Texte source:
----

Adriana Johanna
Wilhelmina Bieruma Oosting est née le 5 février 1898 à Leeuwarden, Pays-Bas, où
son père, issu d'une famille patricienne frisonne, exerçait la profession d’avocat. Elle
avait une sœur (Cornelia) et un frère (Hans) de 11 ans son cadet.
Lorsque Jeanne a neuf ans, sa famille déménage dans le domaine De Cloese près de Lochem - une « petite ville à la campagne », dit Wikipédia aujourd’hui – une région au nord-est de la Hollande qui paraît avoir conservé l’atmosphère de l’époque de son enfance, qu’elle passe à courir les champs quand elle n’est pas retenue à la maison par ses devoirs scolaires ou ses leçons de piano.
Sa famille la trouve un peu bizarre, trop occupée. Jeanne passe son temps à dessiner « tout
ce qui a beaucoup de pattes, d’écailles et de plumes » et commence à
prendre des cours de peinture à 16 ans.

----

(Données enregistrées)
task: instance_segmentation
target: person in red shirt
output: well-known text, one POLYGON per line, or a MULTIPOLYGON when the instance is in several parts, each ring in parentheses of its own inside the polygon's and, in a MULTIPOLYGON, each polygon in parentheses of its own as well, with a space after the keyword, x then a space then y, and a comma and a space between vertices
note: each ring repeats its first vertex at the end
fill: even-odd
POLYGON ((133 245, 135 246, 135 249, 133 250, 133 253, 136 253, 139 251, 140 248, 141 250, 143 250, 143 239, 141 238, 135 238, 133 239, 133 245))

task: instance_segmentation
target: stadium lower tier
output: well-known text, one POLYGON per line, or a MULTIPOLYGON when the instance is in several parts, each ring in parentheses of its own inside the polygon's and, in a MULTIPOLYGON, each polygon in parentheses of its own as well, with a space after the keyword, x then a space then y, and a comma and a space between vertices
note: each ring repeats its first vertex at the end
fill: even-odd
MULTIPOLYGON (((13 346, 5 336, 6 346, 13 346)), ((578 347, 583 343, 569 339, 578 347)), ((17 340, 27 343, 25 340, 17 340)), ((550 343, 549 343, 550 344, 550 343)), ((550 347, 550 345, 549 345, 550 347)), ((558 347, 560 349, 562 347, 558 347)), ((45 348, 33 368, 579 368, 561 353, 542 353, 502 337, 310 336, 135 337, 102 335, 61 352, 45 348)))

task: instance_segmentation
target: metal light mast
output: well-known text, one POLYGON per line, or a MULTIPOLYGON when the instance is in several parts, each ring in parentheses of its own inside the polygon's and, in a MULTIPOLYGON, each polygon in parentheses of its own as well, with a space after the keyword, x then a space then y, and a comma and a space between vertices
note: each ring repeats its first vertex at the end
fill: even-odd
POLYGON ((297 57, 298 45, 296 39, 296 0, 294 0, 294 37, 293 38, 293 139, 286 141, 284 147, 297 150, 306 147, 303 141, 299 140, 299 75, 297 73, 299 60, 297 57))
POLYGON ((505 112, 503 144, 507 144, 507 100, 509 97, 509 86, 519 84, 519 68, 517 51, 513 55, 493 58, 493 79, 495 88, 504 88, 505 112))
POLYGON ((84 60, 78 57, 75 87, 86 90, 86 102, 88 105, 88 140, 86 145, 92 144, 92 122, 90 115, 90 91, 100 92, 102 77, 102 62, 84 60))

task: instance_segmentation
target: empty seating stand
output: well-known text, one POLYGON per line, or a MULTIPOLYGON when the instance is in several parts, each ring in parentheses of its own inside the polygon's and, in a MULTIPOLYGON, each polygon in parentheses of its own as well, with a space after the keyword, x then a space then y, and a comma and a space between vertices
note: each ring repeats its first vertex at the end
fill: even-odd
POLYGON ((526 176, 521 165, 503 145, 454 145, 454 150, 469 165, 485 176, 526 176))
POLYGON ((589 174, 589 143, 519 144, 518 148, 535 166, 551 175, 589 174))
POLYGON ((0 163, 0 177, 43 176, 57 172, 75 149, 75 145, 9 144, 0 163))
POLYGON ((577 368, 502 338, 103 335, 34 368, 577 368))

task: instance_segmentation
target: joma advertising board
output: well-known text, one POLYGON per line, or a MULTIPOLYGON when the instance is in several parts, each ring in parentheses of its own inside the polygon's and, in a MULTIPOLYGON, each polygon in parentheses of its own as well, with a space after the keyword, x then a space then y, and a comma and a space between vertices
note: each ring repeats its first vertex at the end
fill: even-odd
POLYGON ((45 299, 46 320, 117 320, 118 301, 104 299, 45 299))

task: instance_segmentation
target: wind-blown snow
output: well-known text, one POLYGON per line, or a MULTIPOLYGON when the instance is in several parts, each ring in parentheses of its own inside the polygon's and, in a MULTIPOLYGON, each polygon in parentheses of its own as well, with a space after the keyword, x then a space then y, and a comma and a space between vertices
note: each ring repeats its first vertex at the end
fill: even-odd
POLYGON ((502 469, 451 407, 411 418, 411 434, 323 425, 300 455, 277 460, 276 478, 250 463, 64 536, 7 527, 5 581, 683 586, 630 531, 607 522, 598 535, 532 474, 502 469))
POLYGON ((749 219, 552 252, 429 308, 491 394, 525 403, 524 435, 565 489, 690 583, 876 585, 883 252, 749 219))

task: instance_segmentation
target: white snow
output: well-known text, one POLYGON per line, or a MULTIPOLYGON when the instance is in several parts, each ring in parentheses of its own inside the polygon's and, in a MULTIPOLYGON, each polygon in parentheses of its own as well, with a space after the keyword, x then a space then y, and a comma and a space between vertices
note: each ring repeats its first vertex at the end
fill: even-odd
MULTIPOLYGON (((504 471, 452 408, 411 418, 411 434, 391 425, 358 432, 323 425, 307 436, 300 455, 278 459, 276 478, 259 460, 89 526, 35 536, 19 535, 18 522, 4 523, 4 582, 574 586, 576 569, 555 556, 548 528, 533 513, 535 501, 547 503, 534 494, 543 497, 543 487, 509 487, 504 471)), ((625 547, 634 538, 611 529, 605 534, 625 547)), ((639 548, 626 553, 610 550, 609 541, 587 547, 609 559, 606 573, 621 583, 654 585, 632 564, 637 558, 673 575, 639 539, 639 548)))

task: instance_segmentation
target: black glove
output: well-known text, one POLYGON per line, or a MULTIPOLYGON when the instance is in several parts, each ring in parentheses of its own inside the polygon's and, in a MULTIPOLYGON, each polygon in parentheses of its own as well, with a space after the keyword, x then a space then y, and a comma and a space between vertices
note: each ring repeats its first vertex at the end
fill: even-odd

----

Exercice 1:
Répondez à ces questions d'après le texte source, en marquant vos réponses de la même façon :
(a) Quel jour et dans quelle ville Jeanne est-elle née ?
(b) Quel âge avait-elle quand sa famille a déménagé, et dans quel domaine ?
(c) À quel âge a-t-elle commencé les cours de peinture ?
Exercice 2: Donnez tous les noms de lieux qui apparaissent dans le texte source.
Exercice 3:
Ces phrases sont-elles d'accord avec le texte source ? Répondez par oui ou non pour chacune, en citant les mots du texte qui le montrent.
(a) Le père de Jeanne était médecin.
(b) Son frère Hans était plus jeune qu'elle.
(c) Sa famille la trouvait un peu bizarre.

Réponse complète 1:
(a) Le 5 février 1898, à Leeuwarden.
(b) Neuf ans ; dans le domaine De Cloese, près de Lochem.
(c) À 16 ans.

Réponse complète 2: Leeuwarden, Pays-Bas, De Cloese, Lochem, Hollande.

Réponse complète 3:
(a) Non : « exerçait la profession d’avocat ».
(b) Oui : « un frère (Hans) de 11 ans son cadet ».
(c) Oui : « Sa famille la trouve un peu bizarre, trop occupée ».